What is being asked
Pull every line of text from the material below and reproduce each one word for word, leaving the pictures out.

Material provided
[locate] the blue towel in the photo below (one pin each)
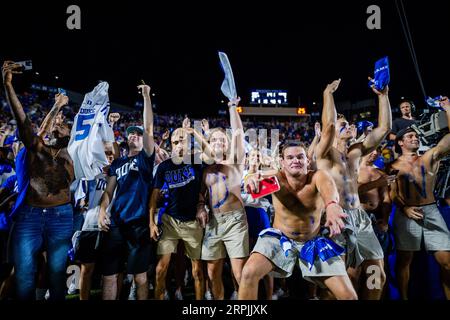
(318, 247)
(228, 87)
(381, 75)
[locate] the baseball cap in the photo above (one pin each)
(399, 137)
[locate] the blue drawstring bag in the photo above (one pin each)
(379, 163)
(381, 75)
(363, 125)
(435, 102)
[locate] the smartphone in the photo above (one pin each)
(267, 186)
(26, 65)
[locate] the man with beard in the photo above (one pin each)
(342, 161)
(45, 220)
(295, 236)
(226, 232)
(417, 218)
(183, 180)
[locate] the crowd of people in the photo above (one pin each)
(342, 197)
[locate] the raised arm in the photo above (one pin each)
(60, 101)
(329, 114)
(329, 117)
(103, 219)
(442, 149)
(330, 196)
(237, 128)
(23, 123)
(312, 147)
(148, 139)
(378, 134)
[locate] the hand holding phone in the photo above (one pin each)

Completed exercise
[locate] the blue towel in the photo below (one pin each)
(318, 247)
(228, 87)
(381, 75)
[locate] the baseball cap in the photo above (one pin each)
(399, 137)
[locate] the blue drawstring bag in the photo above (one pin each)
(379, 163)
(381, 75)
(363, 125)
(435, 102)
[locate] the smartphone in the photo above (one pin each)
(267, 186)
(26, 65)
[locate] the man with beard in the photo above (one pin each)
(342, 161)
(45, 220)
(295, 236)
(226, 232)
(417, 218)
(183, 180)
[locate] the crowd of people in the photo above (one pin each)
(342, 197)
[locate] the raised arm in the photo above (one pin each)
(60, 101)
(329, 114)
(329, 117)
(103, 219)
(442, 149)
(330, 196)
(237, 128)
(23, 123)
(312, 147)
(148, 139)
(378, 134)
[locate] the hand holding phone in the photo above (one pin each)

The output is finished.